:: PROBLEM TO WORK ON ::
List each line of the records that contains the string "positive", copying those lines in full. Matching is case-sensitive.

:: PROVIDED RECORDS ::
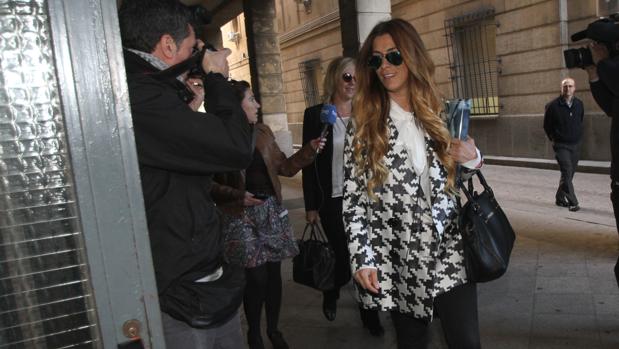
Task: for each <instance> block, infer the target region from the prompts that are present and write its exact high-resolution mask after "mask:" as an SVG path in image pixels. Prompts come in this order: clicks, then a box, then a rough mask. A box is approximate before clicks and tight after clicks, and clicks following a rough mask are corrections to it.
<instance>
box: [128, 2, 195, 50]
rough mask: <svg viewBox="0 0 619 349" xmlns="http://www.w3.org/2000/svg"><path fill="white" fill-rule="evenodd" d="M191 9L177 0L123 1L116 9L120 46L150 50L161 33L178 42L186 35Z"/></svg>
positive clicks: (191, 17)
mask: <svg viewBox="0 0 619 349" xmlns="http://www.w3.org/2000/svg"><path fill="white" fill-rule="evenodd" d="M191 19H192V13H191V11H190V9H189V8H188V7H187V6H185V5H183V4H181V3H180V2H179V1H178V0H124V1H123V3H122V5H121V6H120V9H119V10H118V21H119V24H120V36H121V38H122V42H123V46H124V47H125V48H131V49H134V50H138V51H142V52H147V53H152V52H153V51H154V50H155V46H156V45H157V43H158V42H159V40H160V39H161V36H163V35H164V34H168V35H170V36H171V37H172V38H173V39H174V42H175V43H176V44H177V45H180V43H181V42H182V41H183V40H184V39H185V38H186V37H188V36H189V23H190V21H191Z"/></svg>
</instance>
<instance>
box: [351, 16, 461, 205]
mask: <svg viewBox="0 0 619 349" xmlns="http://www.w3.org/2000/svg"><path fill="white" fill-rule="evenodd" d="M385 34H389V35H391V38H392V39H393V42H394V43H395V45H396V47H397V49H398V50H399V51H400V53H401V54H402V58H403V60H404V63H403V64H405V65H406V67H407V68H408V74H409V78H408V85H409V91H410V105H411V107H412V110H413V111H414V113H415V117H416V118H417V120H418V122H420V123H421V125H422V126H423V128H424V129H425V130H426V132H427V133H428V135H429V136H430V138H431V139H432V140H433V141H434V150H435V151H436V153H437V155H438V158H439V160H440V161H441V163H442V164H443V166H444V167H445V169H446V170H447V186H446V190H448V191H451V190H453V189H454V187H455V173H456V163H455V161H454V160H453V159H452V158H451V157H450V156H449V154H448V149H449V146H450V142H451V136H450V135H449V131H448V130H447V128H446V126H445V123H444V121H443V120H442V119H441V117H440V112H441V110H442V107H443V106H442V103H441V99H440V97H439V92H438V88H437V87H436V84H435V82H434V63H433V62H432V59H431V58H430V56H429V54H428V52H427V51H426V48H425V46H424V44H423V42H422V41H421V37H420V36H419V34H418V33H417V31H416V30H415V28H414V27H413V26H412V25H411V24H410V23H408V22H406V21H404V20H402V19H391V20H389V21H385V22H381V23H378V24H377V25H376V26H375V27H374V29H372V31H371V32H370V34H369V36H368V38H367V39H366V40H365V42H364V43H363V46H362V47H361V51H360V52H359V56H358V61H357V65H356V78H357V93H356V95H355V97H354V99H353V110H354V111H355V113H354V118H355V122H356V130H355V135H354V139H353V142H352V145H353V156H354V160H355V168H356V171H355V174H356V175H363V174H365V175H367V176H368V177H369V180H368V186H367V192H368V194H369V195H370V197H372V198H373V199H375V198H376V195H375V194H374V189H375V188H377V187H379V186H381V185H382V184H383V183H384V182H385V180H386V179H387V175H388V172H389V170H388V169H387V167H386V166H385V163H384V156H385V154H386V153H387V151H388V148H389V134H388V129H387V118H388V117H389V108H390V105H389V103H390V99H389V95H388V91H387V90H386V89H385V87H384V86H383V84H382V83H381V82H380V80H378V76H377V74H376V72H375V71H374V70H373V69H372V68H370V67H369V66H368V60H369V59H370V57H371V56H372V53H373V47H372V46H373V43H374V39H375V38H376V37H378V36H381V35H385Z"/></svg>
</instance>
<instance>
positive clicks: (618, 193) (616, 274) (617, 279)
mask: <svg viewBox="0 0 619 349" xmlns="http://www.w3.org/2000/svg"><path fill="white" fill-rule="evenodd" d="M610 201H611V202H612V203H613V212H614V214H615V224H616V226H617V233H618V234H619V180H616V179H611V182H610ZM615 279H616V280H617V286H619V258H617V264H615Z"/></svg>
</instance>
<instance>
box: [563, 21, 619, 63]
mask: <svg viewBox="0 0 619 349" xmlns="http://www.w3.org/2000/svg"><path fill="white" fill-rule="evenodd" d="M618 20H619V15H618V14H614V15H612V16H610V18H601V19H598V20H596V21H594V22H592V23H590V24H589V25H588V26H587V29H585V30H582V31H579V32H578V33H575V34H574V35H572V37H571V39H572V41H579V40H583V39H590V40H592V41H593V43H591V44H589V45H588V46H585V47H579V48H572V49H568V50H565V51H563V56H564V58H565V66H566V67H567V68H568V69H572V68H581V69H585V70H587V72H589V74H590V75H591V72H590V70H591V69H590V68H589V67H593V66H595V65H597V63H598V62H599V61H601V60H603V59H606V58H609V57H615V56H617V55H619V48H618V47H617V43H618V41H619V25H618V24H617V23H616V22H617V21H618Z"/></svg>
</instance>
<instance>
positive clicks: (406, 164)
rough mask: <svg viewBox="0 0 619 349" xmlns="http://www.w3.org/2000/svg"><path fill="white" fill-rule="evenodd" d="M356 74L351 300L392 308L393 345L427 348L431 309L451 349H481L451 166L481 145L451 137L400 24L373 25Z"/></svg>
mask: <svg viewBox="0 0 619 349" xmlns="http://www.w3.org/2000/svg"><path fill="white" fill-rule="evenodd" d="M356 77H357V84H358V87H357V88H358V90H357V91H358V92H357V95H356V96H355V98H354V107H353V108H354V110H355V115H354V119H353V123H351V125H352V126H350V127H349V129H348V132H347V137H346V145H345V150H344V167H345V170H344V200H343V201H344V214H343V216H344V224H345V229H346V233H347V235H348V241H349V250H350V254H351V264H352V272H353V274H354V278H355V281H356V286H357V291H358V295H359V300H360V301H361V302H362V303H363V304H364V306H366V307H367V308H379V309H381V310H384V311H389V312H390V313H391V318H392V321H393V323H394V326H395V330H396V337H397V342H398V348H427V346H428V345H429V339H428V324H429V323H430V322H431V321H432V318H433V315H434V314H437V315H438V316H439V317H440V319H441V323H442V327H443V330H444V334H445V338H446V341H447V343H448V345H449V347H450V348H456V347H457V348H479V347H480V340H479V326H478V319H477V295H476V286H475V284H473V283H468V282H467V277H466V271H465V269H464V265H463V246H462V239H461V237H460V234H459V231H458V229H457V226H456V218H457V216H458V207H457V203H456V198H455V193H456V188H455V176H456V166H457V164H462V165H463V166H464V167H465V168H475V167H478V166H481V162H482V161H481V156H480V154H479V151H478V150H477V148H476V147H475V143H474V141H473V140H472V139H471V138H469V139H467V140H466V141H460V140H457V139H452V138H451V136H450V135H449V132H448V131H447V128H446V127H445V124H444V122H443V120H442V119H441V118H440V116H439V112H440V109H441V100H440V98H439V94H438V90H437V87H436V85H435V83H434V64H433V62H432V60H431V59H430V56H429V55H428V53H427V51H426V49H425V47H424V45H423V42H422V41H421V38H420V37H419V34H418V33H417V31H416V30H415V28H414V27H413V26H412V25H411V24H409V23H408V22H406V21H404V20H401V19H392V20H390V21H386V22H381V23H379V24H378V25H377V26H376V27H374V29H373V30H372V32H371V33H370V35H369V36H368V38H367V40H366V41H365V43H364V44H363V47H362V48H361V51H360V53H359V58H358V63H357V71H356Z"/></svg>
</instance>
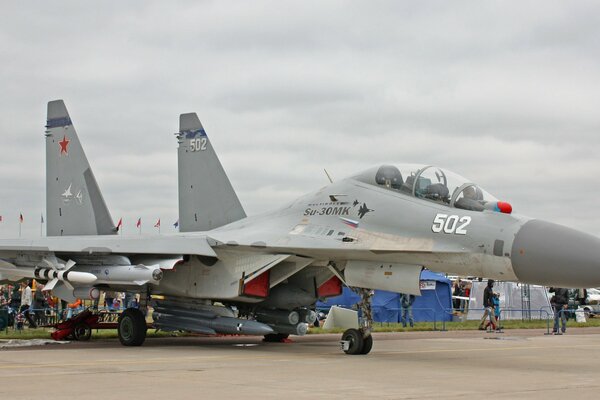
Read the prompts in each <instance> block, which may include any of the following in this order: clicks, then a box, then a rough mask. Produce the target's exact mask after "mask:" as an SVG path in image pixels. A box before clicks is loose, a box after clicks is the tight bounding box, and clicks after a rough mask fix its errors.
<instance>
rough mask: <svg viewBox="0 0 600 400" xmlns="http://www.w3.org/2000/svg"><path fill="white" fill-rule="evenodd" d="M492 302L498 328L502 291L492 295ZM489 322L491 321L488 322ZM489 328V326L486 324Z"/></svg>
mask: <svg viewBox="0 0 600 400" xmlns="http://www.w3.org/2000/svg"><path fill="white" fill-rule="evenodd" d="M492 304H493V305H494V319H495V320H496V330H497V331H499V330H500V329H501V328H500V293H498V292H496V293H494V295H493V296H492ZM488 324H489V323H488ZM486 328H487V326H486Z"/></svg>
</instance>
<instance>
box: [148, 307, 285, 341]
mask: <svg viewBox="0 0 600 400" xmlns="http://www.w3.org/2000/svg"><path fill="white" fill-rule="evenodd" d="M152 318H153V319H154V320H155V321H156V322H158V325H163V326H164V325H166V326H169V327H171V328H179V329H183V330H189V331H192V332H200V333H201V332H202V331H204V332H208V329H212V330H213V331H214V332H216V333H225V334H233V335H257V336H263V335H267V334H269V333H273V332H274V331H273V328H271V327H270V326H269V325H266V324H263V323H261V322H257V321H252V320H248V319H240V318H231V317H216V318H212V319H207V318H188V317H181V316H174V315H169V314H163V313H158V312H154V313H153V314H152Z"/></svg>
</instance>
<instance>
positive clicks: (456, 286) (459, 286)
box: [452, 278, 464, 310]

:: ANSWER ::
positive clicks: (191, 17)
positive clicks: (618, 193) (616, 274) (617, 279)
positive clicks: (406, 164)
positive clicks: (456, 286) (459, 286)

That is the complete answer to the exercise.